A link I keep trying to get through moderation:
http://www.captivedaughters.org/sandiego-english.htm
maxine doogan — January 2, 2009
writings by poverty pimp non profits who are merely an extension of the prison industrial complex will never be considered creditable nor will any of the statements made by their thug henchmen, the law enforcement officers. As well as all convictions shall remain suspect because of the arbitrary enforcement of the prostitution and immigration laws because of the corruption they enable.
Susan — January 2, 2009
Ann Bartow,
Decriminalization of sex work as defined by sex worker activists is the total decriminalization of both sex workers and their clients. The so-called Swedish model is not the decriminalization of sex work; this model is nothing but a way for society to punish prostitutes through their clients instead of punishing them directly. I label this as INDIRECT PUNISHMENT, because it clearly does not effect the clients unless they admit to soliciting sex workers.
However, decriminalization of sex work does NOT include those adults who have sex with minors. This is covered under the statutory rape and child molestation laws. You cannot have sex with a minor whether you pay for it or not.
In defense of Laura Augustin (again), she is not suggesting that we look the other way in regards to trafficking. She is questioning the so-called "right" of Ana Garcia to go and film a group of people in a field and make bald assumptions about who they are, how old or young they are, and what activity they are engaged in, and whether it's legal or not. I would call this Peeping Tomism, rather than investigative reporting. We don't even know if any of the persons being filmed were having sex or not, because we are not shown this. If this had been a group of Caucasian US Citizens rather than a group of (allegedly) illegal Mexicans, Ana Garcia would not have dared to film this and put it on television and make the assumptions that she did.
Ms. Bartow, there is an unpleasant truth that many of those who scream about sex trafficking don't want to face: That 95% of those who engage in prostitution throughout the entire world do so because of poverty or similar want of money. They don't need to have a gun pointed at them or be tortured or threatened. The need for money is enough to make them do it. When you understand and recognize this very simple and undeniable truth, your ability to fight sex trafficking will become that much more effective.
And I would like to point out that
Susan — January 2, 2009
I repeat:
The unpleasant truth that many of those who scream about sex trafficking don’t want to face is this: That 95% of those who engage in prostitution throughout the entire world do so because of poverty or similar want of money. They don’t need to have a gun pointed at them or be tortured or threatened. The need for money is enough to make them do it. When you understand and recognize this very simple and undeniable truth, your ability to fight sex trafficking will become that much more effective.

→ Written request 1:
In the comment thread on sex work and trafficking, what label does Susan give the Swedish model?
→ Written request 2:
Write a continuation of the comment thread on sex work and trafficking, picking up right after its final sentence.
The items come from a different source than the text.

→ Entries shown:
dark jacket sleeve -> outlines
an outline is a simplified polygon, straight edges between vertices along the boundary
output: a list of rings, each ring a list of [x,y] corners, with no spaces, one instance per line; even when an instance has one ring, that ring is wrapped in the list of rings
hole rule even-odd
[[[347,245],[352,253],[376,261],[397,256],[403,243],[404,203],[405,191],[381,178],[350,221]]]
==
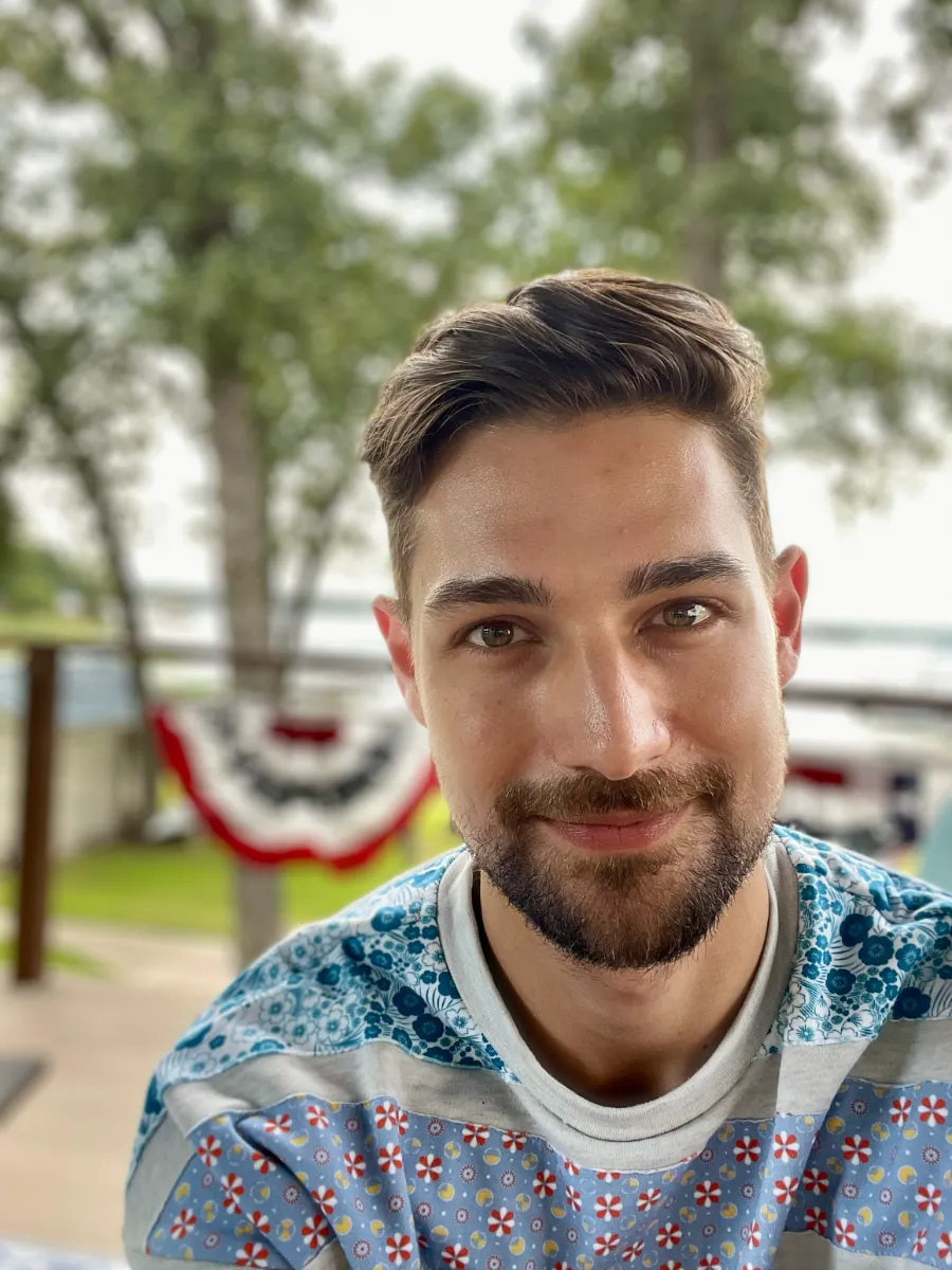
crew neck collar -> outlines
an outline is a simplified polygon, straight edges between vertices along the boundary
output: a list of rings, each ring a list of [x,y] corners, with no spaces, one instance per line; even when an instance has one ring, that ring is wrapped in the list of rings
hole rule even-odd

→ Task answer 1:
Susan labels it "INDIRECT PUNISHMENT," a way for society to punish prostitutes through their clients.

→ Task answer 2:
I can't emphasize this enough.
Ann Bartow — January 2, 2009
Susan, if news reporters have no right to report on sex trafficking, I think that's pretty much a demand that they look away. And to assume that "95%" of women who are servicing men sexually are doing so "voluntarily" is to deny that sex trafficking exists, which is exactly how the trafficking pimps want it, not to mention the people they pay off to look the other way.
I'm not afraid of the facts. Most prostitutes don't "do it for the money." Often they aren't even allowed to keep the money. They are slaves.
Sweden has very little sex trafficking because it is not profitable. Germany, where prostitution is legal, sees a lot of sex trafficking. There aren't nearly enough "voluntary" prostitutes to meet the needs of the pimps and johns in Germany, and trafficked women are far more profitable to pimps. And more easily controlled. And disposable.
If there were canyons in which middle class white girls were being raped for the profit of men, I think it is even more likely that this would make the news, not less as you posit. It's racism that leads people like you to dismiss the suffering of poor women and girls of color by framing it as something they voluntarily submit to, so that everyone can feel okay about ignoring them.
Susan — January 2, 2009
And furthermore, Ms. Bartow, we don't appreciate your use of the word "ilk" to describe anymore here. I have no doubt that the organizations that you list here are trying to do their best with what they've got, and I'm sure they are genuinely helping those in need, but they do not have, and will never have the means to do much because, as I've said in the two posts right above this one: Most prostitution is a result of poverty or similar lack of money, and therefore most prostitution will disappear when the poverty or lack of money disappears.
That's an unpleasant truth many don't want to face, because it would mean systemic rather than merely cosmetic change.
Lisa Wade, PhD — January 2, 2009
Sorry about the moderation trouble. All links are approved.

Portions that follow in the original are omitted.